[TASK TO CARRY OUT] Rewrite every line of all the entries below, requests included, scaling each x and y coordinate in the answers by 0.7 and rounding to whole numbers, with halves rounded up.

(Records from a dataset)
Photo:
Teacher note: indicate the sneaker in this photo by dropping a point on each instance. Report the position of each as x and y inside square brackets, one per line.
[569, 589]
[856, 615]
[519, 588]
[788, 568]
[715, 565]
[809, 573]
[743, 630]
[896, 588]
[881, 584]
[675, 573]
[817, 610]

[EXERCISE SOLUTION]
Photo:
Teacher note: indicate the sneaker in this photo by dropping a point on each instance. Report the position of each as x and y inside square brackets, one per line.
[398, 412]
[599, 431]
[363, 412]
[552, 398]
[501, 396]
[566, 401]
[520, 441]
[627, 412]
[617, 409]
[473, 401]
[572, 427]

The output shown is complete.